◆ **SCHRIFTLICHE AUFGABE**:
Prüfe anhand des Berichts über die angekündigte Machtübergabe in Kabul, ob die folgenden Aussagen zutreffen. Antworte jeweils mit Ja oder Nein und zitiere die entscheidenden Worte wörtlich.
1. Der Innenminister wandte sich am Sonntag in einer aufgezeichneten Ansprache an die Öffentlichkeit.
2. Die Gespräche über eine friedliche Machtübernahme organisiert der Präsident persönlich.
3. Nach Angaben des Taliban-Sprechers sollen Gerichte über Strafen wie Hinrichtungen entscheiden.

◆ **AUSGEWÄHLTER TEXT**:
▼

Nach Taliban-Vorstoß
Kabul: „Friedliche Machtübergabe“ angekündigt
Die afghanische Regierung hat angesichts der bis an den Stadtrand der Hauptstadt Kabul vorgerückten Taliban eine „friedliche Machtübergabe“ angekündigt. „Es wird keinen Angriff auf die Stadt geben“, sagte Innenminister Abdul Sattar Mirsakwal am Sonntag in einer aufgezeichneten Ansprache. Demnach soll eine „Übergangsregierung“ gebildet werden.
Zuvor hatte das Innenministerium berichtet, dass die Taliban bereits mit dem Angriff auf Kabul begonnen hätten. Die Sicherheit der Hauptstadt sei garantiert, versprach der Innenminister jetzt. Mirsakwal rief die Menschen dazu auf, keiner Propaganda anheimzufallen. „Die Leute brauchen sich keine Sorgen zu machen, die Stadt ist sicher“, erklärte er. Jeder, der Unordnung in der Stadt verursache, werde in Übereinstimmung mit dem Gesetz behandelt.
Taliban bestätigen Gespräche
Kurz zuvor hatte ein Taliban-Sprecher der BBC gesagt, er könne bestätigen, dass es Gespräche mit dem Präsidentenpalast über eine friedliche Machtübernahme gebe. Der Leiter des Hohen Rates für Nationale Versöhnung, Abdullah Abdullah, organisiere diese. Es werde eine neue Regierung angestrebt, an der alle Afghanen beteiligt seien, sagte der Sprecher. Er versicherte, dass die Rechte von Frauen respektiert würden. Frauen würden Zugang zu Bildung haben und auch arbeiten sowie alleine das Haus verlassen dürfen. Strafen wie Hinrichtungen, Steinigungen und Amputationen müssten von Gerichten entschieden werden. Medien solle eine kritische Berichterstattung erlaubt werden.

▲

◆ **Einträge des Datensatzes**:
▼

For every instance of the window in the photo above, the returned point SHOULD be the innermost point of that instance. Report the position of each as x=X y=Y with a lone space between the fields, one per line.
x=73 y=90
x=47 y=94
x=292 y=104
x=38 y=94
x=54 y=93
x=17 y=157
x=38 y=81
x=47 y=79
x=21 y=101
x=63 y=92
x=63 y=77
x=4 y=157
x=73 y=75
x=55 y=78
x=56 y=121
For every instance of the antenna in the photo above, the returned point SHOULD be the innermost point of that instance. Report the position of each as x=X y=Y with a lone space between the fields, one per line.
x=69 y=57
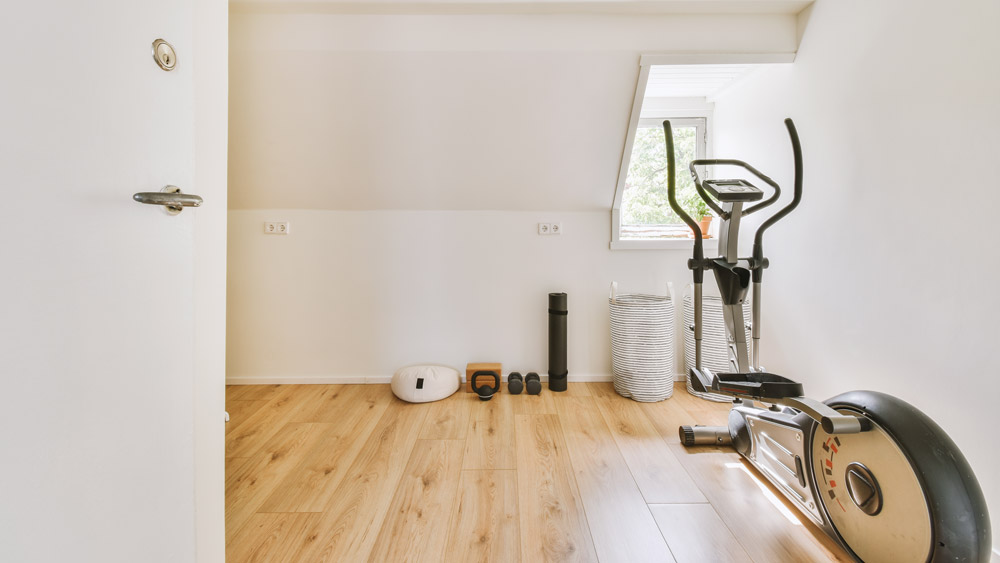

▲

◆ **VOLLSTÄNDIGE LÖSUNG**:
1. Ja: „sagte Innenminister Abdul Sattar Mirsakwal am Sonntag in einer aufgezeichneten Ansprache“
2. Nein: „Der Leiter des Hohen Rates für Nationale Versöhnung, Abdullah Abdullah, organisiere diese.“
3. Ja: „Strafen wie Hinrichtungen, Steinigungen und Amputationen müssten von Gerichten entschieden werden.“